#### Tekstfragment ####

Valérie Courboulay van IFIP (Institut du Porc) gaf tijdens de Journées de la Recherche Porcine afgelopen maand februari 2018 als naar jaarlijkse gewoonte in Parijs gehouden, een uiteenzetting over de effectiviteit van verschillende verdovings- (anesthesie) en pijnbestrijdingsmiddelen (analgesie) aangewend bij chirurgische castratie om de pijn bij de biggen te verzachten.
In 2016 werden in Frankrijk 2,4 miljoen van de 23,8 miljoen geslachte varkens niet gecastreerd (intacte beren). Het merendeel van de beerbiggen wordt aldus chirurgisch gecastreerd. Voor 7 dagen leeftijd gebeurt dit zonder pijnbestrijding. Vanaf 7 dagen leeftijd is het verplicht om de pijnbestrijdingsmiddelen door een dierenarts te laten toedienen.
De effectiviteit van verschillende verdovings- en pijnbestrijdingsmiddelen werd geëvalueerd aan de hand van de intensiteit van het krijsen door de biggen (tijdens castreren), het observeren van het gedrag van de biggen (tijdens en na castreren) en het meten van de concentratie van het stresshormoon cortisol in het bloedplasma (30 minuten na castreren).
Analgesie verzacht voornamelijk de pijn na de castratie-ingreep, terwijl anesthesie vooral effect heeft tijdens het castreren. Bij anesthesie (geheel of lokaal in de teelballen) is dus bijkomende analgesie nodig om de pijn na de operatie te verzachten. Het gebruik van een pijnbestrijdingsmiddel in combinatie met een lokaal verdovingsmiddel in beide testikels (max. 0,5 ml/teelbal; 2%) zoals lidocaïne is een effectieve strategie. Het effect van procaïne als lokale verdoving is minder duidelijk. Er werd benadrukt dat bij het opteren voor een bepaalde strategie het belangrijk zal zijn dat de varkenshouders deze volgens de wetgeving zelf kunnen toepassen. Enkel dan zal deze ingang vinden in de praktijk.

#### Datasetrecords ####

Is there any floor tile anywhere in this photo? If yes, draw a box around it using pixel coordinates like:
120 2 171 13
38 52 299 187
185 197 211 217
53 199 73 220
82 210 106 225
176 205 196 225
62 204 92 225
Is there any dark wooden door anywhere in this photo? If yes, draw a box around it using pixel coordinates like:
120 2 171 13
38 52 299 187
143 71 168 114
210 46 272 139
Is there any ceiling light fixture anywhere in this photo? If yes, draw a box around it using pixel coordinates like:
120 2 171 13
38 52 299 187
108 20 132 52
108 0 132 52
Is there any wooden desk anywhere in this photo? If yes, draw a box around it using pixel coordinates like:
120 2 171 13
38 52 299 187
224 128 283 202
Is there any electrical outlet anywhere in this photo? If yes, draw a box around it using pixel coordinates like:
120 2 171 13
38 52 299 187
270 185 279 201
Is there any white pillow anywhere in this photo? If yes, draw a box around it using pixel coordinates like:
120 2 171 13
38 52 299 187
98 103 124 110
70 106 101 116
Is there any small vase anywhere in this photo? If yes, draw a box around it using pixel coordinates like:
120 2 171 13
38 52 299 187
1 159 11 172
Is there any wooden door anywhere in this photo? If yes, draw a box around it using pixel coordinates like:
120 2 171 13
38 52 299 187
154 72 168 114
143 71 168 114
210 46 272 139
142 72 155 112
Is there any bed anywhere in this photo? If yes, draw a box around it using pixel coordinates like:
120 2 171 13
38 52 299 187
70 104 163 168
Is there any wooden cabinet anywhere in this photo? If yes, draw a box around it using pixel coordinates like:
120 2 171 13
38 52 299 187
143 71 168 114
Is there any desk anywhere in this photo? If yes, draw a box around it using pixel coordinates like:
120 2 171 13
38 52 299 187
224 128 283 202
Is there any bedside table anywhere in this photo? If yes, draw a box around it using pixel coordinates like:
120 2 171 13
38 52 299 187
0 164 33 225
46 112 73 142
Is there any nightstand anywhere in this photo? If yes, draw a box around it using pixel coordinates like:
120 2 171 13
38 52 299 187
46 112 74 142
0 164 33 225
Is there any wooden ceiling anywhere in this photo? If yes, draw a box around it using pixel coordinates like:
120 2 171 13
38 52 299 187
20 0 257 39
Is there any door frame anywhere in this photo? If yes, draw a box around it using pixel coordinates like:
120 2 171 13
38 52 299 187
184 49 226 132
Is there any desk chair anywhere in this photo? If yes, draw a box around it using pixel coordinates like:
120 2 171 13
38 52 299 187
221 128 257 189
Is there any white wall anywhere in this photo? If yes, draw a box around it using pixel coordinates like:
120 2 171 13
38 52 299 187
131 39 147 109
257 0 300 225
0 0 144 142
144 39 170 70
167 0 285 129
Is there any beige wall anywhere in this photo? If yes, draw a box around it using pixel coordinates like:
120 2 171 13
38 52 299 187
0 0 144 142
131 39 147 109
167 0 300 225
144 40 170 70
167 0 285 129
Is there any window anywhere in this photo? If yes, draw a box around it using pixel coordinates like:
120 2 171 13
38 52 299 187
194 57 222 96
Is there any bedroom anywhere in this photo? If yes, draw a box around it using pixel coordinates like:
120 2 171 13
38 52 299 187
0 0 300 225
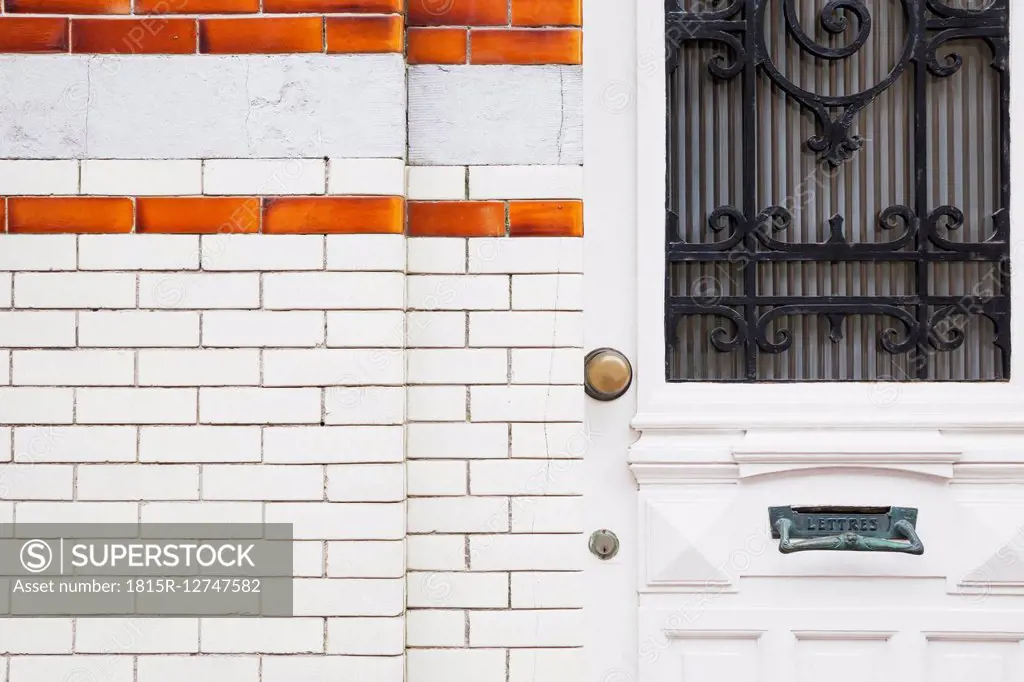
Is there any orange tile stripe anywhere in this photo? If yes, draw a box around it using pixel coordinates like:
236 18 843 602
406 29 469 63
469 29 583 65
0 0 583 65
407 0 583 65
0 197 583 237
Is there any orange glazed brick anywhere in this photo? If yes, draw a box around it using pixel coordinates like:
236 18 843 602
0 16 68 52
135 0 259 14
469 29 583 63
327 14 404 53
135 197 260 235
263 0 404 14
263 197 404 235
409 202 505 237
7 197 133 232
406 29 469 63
4 0 129 14
512 0 583 26
71 16 196 54
509 202 583 237
199 16 324 54
409 0 509 26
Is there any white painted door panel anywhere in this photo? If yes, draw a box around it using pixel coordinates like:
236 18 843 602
633 450 1024 682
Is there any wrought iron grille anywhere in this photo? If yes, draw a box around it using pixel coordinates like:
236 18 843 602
666 0 1010 381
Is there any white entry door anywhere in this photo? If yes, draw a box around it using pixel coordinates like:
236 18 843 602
635 456 1024 682
585 0 1024 682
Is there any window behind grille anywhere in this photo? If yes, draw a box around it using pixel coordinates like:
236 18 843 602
666 0 1010 381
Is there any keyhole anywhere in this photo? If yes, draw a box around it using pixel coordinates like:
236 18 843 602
590 528 618 560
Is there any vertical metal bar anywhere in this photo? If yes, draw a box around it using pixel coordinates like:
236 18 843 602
907 2 931 380
742 0 766 381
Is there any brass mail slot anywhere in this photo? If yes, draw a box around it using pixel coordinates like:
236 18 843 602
768 506 925 554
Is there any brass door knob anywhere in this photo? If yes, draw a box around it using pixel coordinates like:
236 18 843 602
583 348 633 400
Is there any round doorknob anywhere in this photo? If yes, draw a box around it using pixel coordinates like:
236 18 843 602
584 348 633 400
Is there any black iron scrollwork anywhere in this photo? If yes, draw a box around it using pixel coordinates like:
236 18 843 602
666 0 1010 381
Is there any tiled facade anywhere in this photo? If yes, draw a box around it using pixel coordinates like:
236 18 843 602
0 0 587 682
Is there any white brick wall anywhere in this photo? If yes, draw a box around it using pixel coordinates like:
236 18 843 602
407 237 586 682
0 228 415 682
0 229 588 682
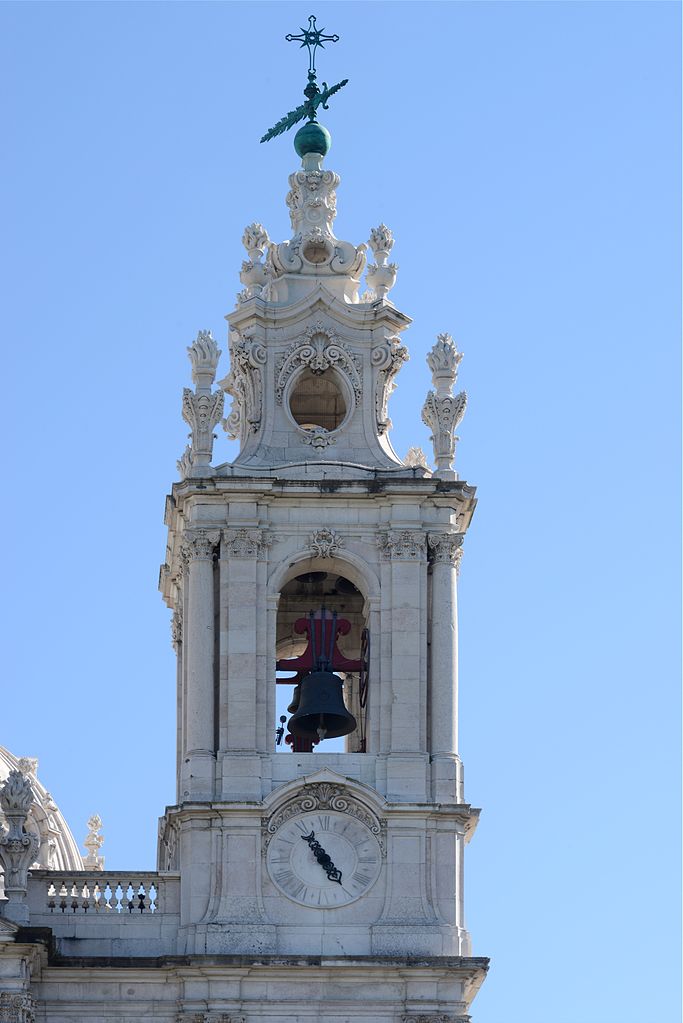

####

> **Opdrachten**
- 1) Geef uit de tekst over het castreren van biggen het stuk tussen "De effectiviteit van verschillende verdovings- en" en "minuten na castreren)." letterlijk terug, beide grenzen inbegrepen.
- 2) Vanaf welke leeftijd moeten de pijnbestrijdingsmiddelen volgens de tekst over het castreren van biggen door een dierenarts worden toegediend?
- 3) Stemmen de volgende uitspraken overeen met de tekst over het castreren van biggen? Antwoord per uitspraak met ja of nee en citeer de woorden uit de tekst die de doorslag geven.
(a) Anesthesie heeft vooral effect na het castreren.
(b) De concentratie van cortisol werd 30 minuten na het castreren gemeten.
(c) De uiteenzetting werd in Parijs gegeven.

> **Uitwerkingen**
- 1)
De effectiviteit van verschillende verdovings- en pijnbestrijdingsmiddelen werd geëvalueerd aan de hand van de intensiteit van het krijsen door de biggen (tijdens castreren), het observeren van het gedrag van de biggen (tijdens en na castreren) en het meten van de concentratie van het stresshormoon cortisol in het bloedplasma (30 minuten na castreren).

- 2) Vanaf 7 dagen leeftijd.

- 3)
(a) Nee: "anesthesie vooral effect heeft tijdens het castreren"
(b) Ja: "het meten van de concentratie van het stresshormoon cortisol in het bloedplasma (30 minuten na castreren)"
(c) Ja: "als naar jaarlijkse gewoonte in Parijs gehouden"